Records of labeled points
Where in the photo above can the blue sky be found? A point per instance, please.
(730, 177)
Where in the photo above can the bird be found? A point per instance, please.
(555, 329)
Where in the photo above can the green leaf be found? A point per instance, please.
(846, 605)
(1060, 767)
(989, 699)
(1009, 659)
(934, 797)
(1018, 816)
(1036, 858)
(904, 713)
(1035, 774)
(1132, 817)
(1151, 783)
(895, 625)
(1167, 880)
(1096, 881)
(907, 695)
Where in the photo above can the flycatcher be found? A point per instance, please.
* * *
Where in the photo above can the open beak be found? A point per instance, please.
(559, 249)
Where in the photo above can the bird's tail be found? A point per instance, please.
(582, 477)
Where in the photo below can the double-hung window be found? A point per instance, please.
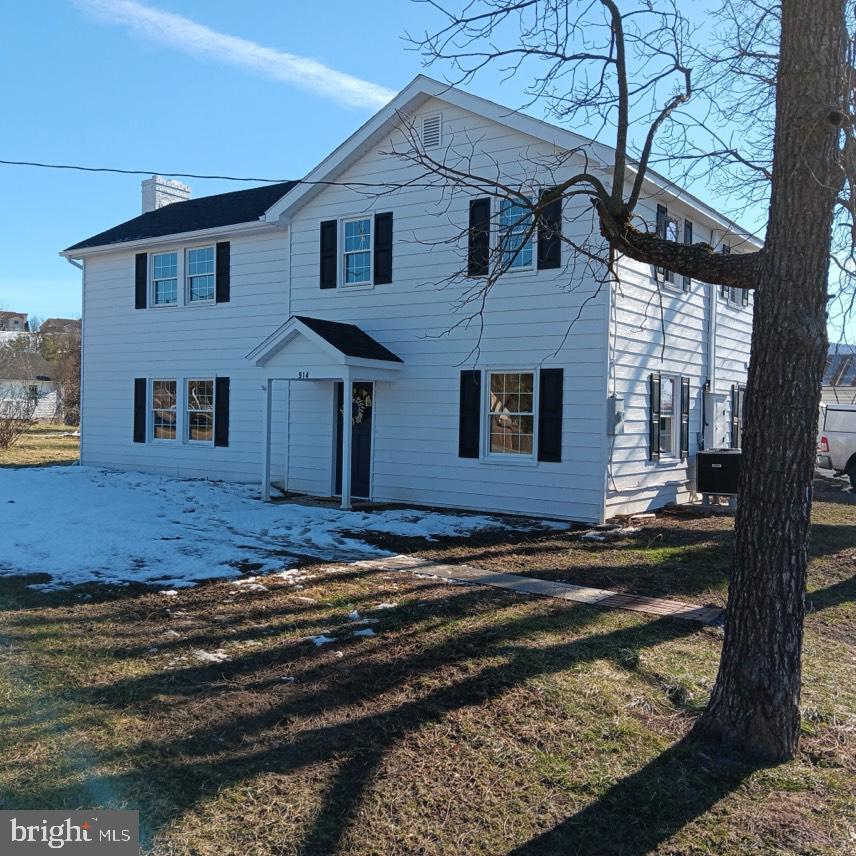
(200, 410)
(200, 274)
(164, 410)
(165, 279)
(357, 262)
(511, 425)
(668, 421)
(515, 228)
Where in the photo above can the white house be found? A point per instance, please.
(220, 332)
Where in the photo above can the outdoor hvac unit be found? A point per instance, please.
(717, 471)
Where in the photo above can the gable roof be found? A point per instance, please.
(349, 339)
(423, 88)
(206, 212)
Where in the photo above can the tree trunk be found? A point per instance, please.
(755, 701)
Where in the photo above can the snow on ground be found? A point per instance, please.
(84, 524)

## Goal
Pull out each line of the material that contains the string "photo", with uppercase and lowercase letters counted as different.

## Correct result
Where in the photo above can the blue sky be found? A point per instance, please.
Where in the photo above can the bird be found? A point per instance, please.
Where in the photo above can the green leaf be found? A point per instance, please.
Where in the photo above can the flycatcher be found? A point per instance, please.
Where in the photo above can the open beak be found? A point per instance, please.
Where in the photo above can the bird's tail be found? A point per instance, please.
Where in the photo below can the double-hung window be found? A point per instance, please.
Where in the photo above can the white house be found? A point per instance, please.
Where in the photo above can the outdoor hvac unit be found? A point per instance, please.
Where in the photo above can the gable roof be found? A point per instance, please.
Where in the photo above can the tree trunk be found? A point per instance, please.
Where in the photo above can the snow on ground be found? A point per instance, please.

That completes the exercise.